What to produce: Repeat these records exactly, pictures excluded.

--------------------------------

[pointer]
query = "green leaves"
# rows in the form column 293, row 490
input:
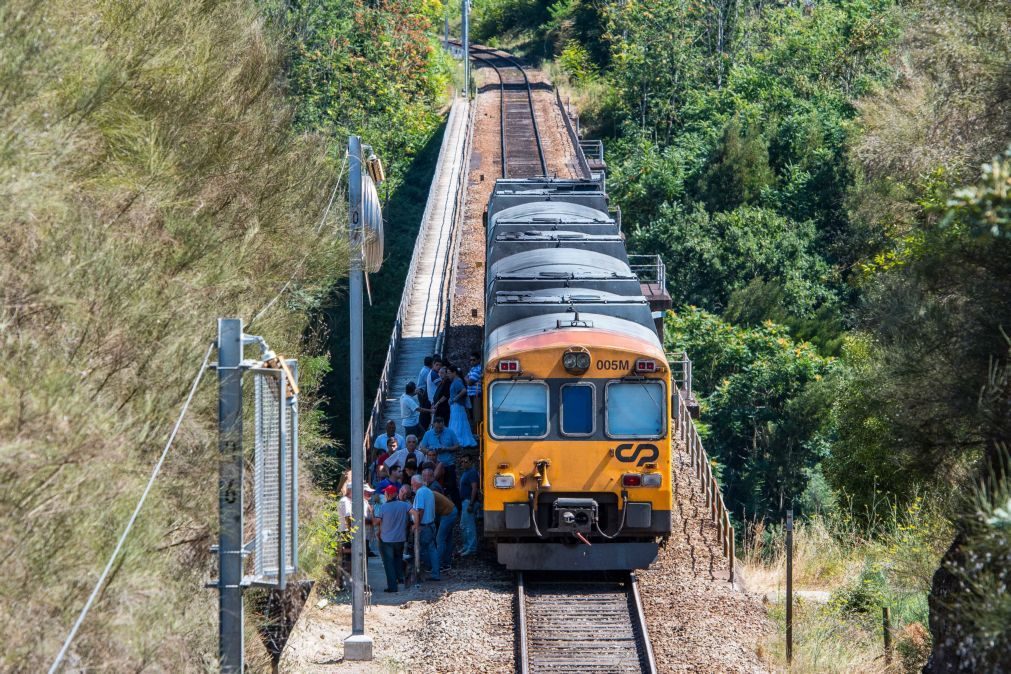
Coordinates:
column 763, row 400
column 986, row 207
column 709, row 257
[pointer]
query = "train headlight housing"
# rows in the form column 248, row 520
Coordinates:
column 646, row 365
column 576, row 361
column 652, row 479
column 642, row 480
column 504, row 481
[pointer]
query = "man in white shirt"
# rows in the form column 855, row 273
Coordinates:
column 433, row 381
column 383, row 442
column 423, row 376
column 410, row 411
column 399, row 458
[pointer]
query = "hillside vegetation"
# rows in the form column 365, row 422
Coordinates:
column 158, row 170
column 828, row 184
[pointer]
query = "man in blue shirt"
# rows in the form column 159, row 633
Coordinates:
column 392, row 519
column 444, row 441
column 424, row 514
column 394, row 480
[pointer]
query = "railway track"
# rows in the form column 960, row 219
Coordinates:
column 522, row 151
column 579, row 626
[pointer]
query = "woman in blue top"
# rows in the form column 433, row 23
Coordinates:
column 458, row 421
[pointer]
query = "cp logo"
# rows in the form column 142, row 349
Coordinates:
column 626, row 454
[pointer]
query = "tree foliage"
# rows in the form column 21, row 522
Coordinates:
column 709, row 257
column 763, row 407
column 371, row 70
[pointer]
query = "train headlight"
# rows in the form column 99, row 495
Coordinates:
column 644, row 365
column 652, row 480
column 576, row 361
column 504, row 481
column 642, row 480
column 632, row 480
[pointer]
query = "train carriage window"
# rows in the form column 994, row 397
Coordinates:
column 519, row 409
column 577, row 409
column 635, row 409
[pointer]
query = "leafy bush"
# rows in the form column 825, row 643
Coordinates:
column 764, row 402
column 709, row 257
column 575, row 62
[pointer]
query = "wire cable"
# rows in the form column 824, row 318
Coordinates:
column 132, row 519
column 318, row 228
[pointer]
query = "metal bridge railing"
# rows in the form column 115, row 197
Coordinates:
column 680, row 372
column 702, row 467
column 448, row 291
column 573, row 133
column 382, row 390
column 592, row 150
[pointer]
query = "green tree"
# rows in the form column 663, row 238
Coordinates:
column 764, row 404
column 709, row 257
column 739, row 171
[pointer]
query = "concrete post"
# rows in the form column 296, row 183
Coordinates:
column 230, row 494
column 358, row 646
column 466, row 47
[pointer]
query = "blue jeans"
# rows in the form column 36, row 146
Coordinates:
column 445, row 538
column 427, row 541
column 468, row 527
column 392, row 563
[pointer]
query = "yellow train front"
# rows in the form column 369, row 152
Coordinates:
column 577, row 390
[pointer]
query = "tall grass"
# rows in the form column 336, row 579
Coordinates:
column 844, row 574
column 149, row 183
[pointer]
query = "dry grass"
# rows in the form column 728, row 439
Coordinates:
column 842, row 578
column 149, row 183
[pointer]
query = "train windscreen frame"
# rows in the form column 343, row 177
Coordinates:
column 577, row 412
column 519, row 410
column 635, row 409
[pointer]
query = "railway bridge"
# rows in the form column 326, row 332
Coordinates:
column 518, row 126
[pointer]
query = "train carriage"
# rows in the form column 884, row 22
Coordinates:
column 576, row 431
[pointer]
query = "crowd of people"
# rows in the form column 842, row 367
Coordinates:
column 425, row 480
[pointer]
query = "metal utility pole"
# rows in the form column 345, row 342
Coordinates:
column 466, row 49
column 359, row 645
column 230, row 494
column 790, row 585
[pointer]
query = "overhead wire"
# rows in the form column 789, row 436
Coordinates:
column 136, row 510
column 318, row 228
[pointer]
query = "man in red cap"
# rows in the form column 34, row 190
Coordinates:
column 391, row 517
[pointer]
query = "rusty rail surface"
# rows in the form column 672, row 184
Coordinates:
column 592, row 622
column 522, row 151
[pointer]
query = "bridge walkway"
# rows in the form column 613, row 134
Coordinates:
column 424, row 304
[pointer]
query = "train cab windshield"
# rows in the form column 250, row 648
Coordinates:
column 635, row 409
column 519, row 409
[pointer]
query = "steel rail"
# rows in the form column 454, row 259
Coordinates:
column 477, row 53
column 572, row 624
column 521, row 626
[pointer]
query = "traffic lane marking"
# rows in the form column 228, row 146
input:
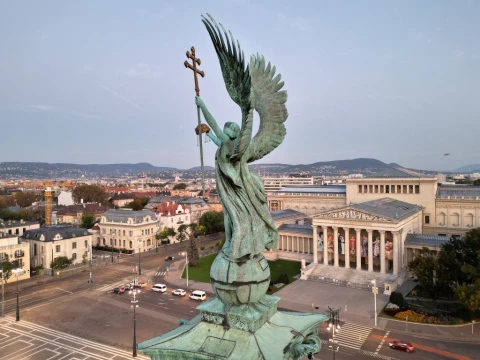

--------------------------------

Task solution:
[pointer]
query = "green leaves"
# rows in the form column 293, row 490
input:
Coordinates:
column 763, row 400
column 986, row 207
column 709, row 257
[pointer]
query = "train headlight housing"
# rows in the form column 248, row 520
Coordinates:
column 646, row 365
column 576, row 361
column 652, row 479
column 642, row 480
column 504, row 481
[pointer]
query = "man in white shirt"
# rows in the form column 855, row 273
Coordinates:
column 433, row 381
column 383, row 442
column 423, row 376
column 410, row 411
column 399, row 458
[pointer]
query = "hillside vegetation"
# rows in the form column 365, row 422
Coordinates:
column 158, row 170
column 828, row 184
[pointer]
query = "man in blue shirt"
# rows in the form column 159, row 633
Coordinates:
column 392, row 519
column 444, row 441
column 424, row 514
column 394, row 480
[pointer]
query = "railway track"
# rows in the form column 960, row 219
Coordinates:
column 522, row 151
column 579, row 626
[pointer]
query = "woman in blue top"
# rows in the form column 433, row 23
Coordinates:
column 458, row 421
[pointer]
query = "cp logo"
# rows in the form column 142, row 349
Coordinates:
column 626, row 454
[pointer]
query = "tree foliage"
# rows in the form column 21, row 522
Coordinates:
column 709, row 257
column 763, row 407
column 371, row 70
[pointer]
query = "train headlight"
# rows in the form column 99, row 495
Coordinates:
column 644, row 365
column 652, row 480
column 576, row 361
column 504, row 481
column 642, row 480
column 632, row 480
[pointer]
query = "train carriage window"
# rows in the form column 994, row 397
Coordinates:
column 519, row 409
column 577, row 409
column 635, row 409
[pointer]
query = "leafy bush"
# rows in the form column 825, row 643
Coordinates:
column 764, row 402
column 709, row 257
column 575, row 62
[pointer]
query = "wire cable"
# rows in the form column 824, row 318
Coordinates:
column 132, row 519
column 318, row 228
[pointer]
query = "metal bridge railing"
# rows in the form column 115, row 197
Coordinates:
column 680, row 372
column 702, row 467
column 448, row 291
column 573, row 133
column 382, row 390
column 592, row 150
[pointer]
query = "green tree"
# rows in the form column 663, row 238
Coordinates:
column 764, row 404
column 709, row 257
column 739, row 171
[pointer]
query = "concrete post"
# rows in the form column 296, row 183
Coordinates:
column 230, row 494
column 358, row 646
column 466, row 47
[pointer]
query = "blue jeans"
# rows in the form column 36, row 146
Coordinates:
column 445, row 538
column 427, row 541
column 468, row 527
column 392, row 563
[pointer]
query = "yellow train front"
# rows in the form column 369, row 152
Coordinates:
column 577, row 390
[pointer]
query = "tall grass"
# rows in the form column 336, row 579
Coordinates:
column 844, row 574
column 149, row 183
[pointer]
query = "dry grass"
# rows in the form column 728, row 439
Coordinates:
column 842, row 578
column 149, row 183
[pointer]
query = "train windscreen frame"
# rows in the form column 343, row 177
Coordinates:
column 577, row 412
column 519, row 410
column 635, row 409
[pointer]
query = "railway bridge"
# rows in the form column 326, row 332
Coordinates:
column 518, row 126
[pointer]
query = "train carriage"
# rows in the form column 884, row 22
Coordinates:
column 576, row 431
[pointer]
query = "crowd of people"
# rows in the form column 842, row 367
Coordinates:
column 425, row 480
[pointer]
query = "metal utility pole"
# rows in the form column 345, row 342
Coordinates:
column 466, row 49
column 359, row 645
column 230, row 494
column 790, row 585
[pointer]
query = "overhead wire"
# rows in the form column 789, row 436
Coordinates:
column 136, row 510
column 318, row 228
[pointer]
query = "man in red cap"
# rows in the form column 34, row 190
Coordinates:
column 391, row 517
[pointer]
query = "rusty rail surface"
# rows in the form column 672, row 184
Coordinates:
column 592, row 622
column 522, row 151
[pointer]
query = "bridge walkway"
# rows in the form column 613, row 134
Coordinates:
column 424, row 304
[pointer]
query = "train cab windshield"
# rows in the form column 250, row 648
Coordinates:
column 635, row 409
column 519, row 409
[pointer]
query = "steel rail"
# rows in the form column 454, row 259
Coordinates:
column 477, row 53
column 572, row 624
column 521, row 626
[pointer]
query = "traffic lane marking"
# rows in the form column 228, row 146
input:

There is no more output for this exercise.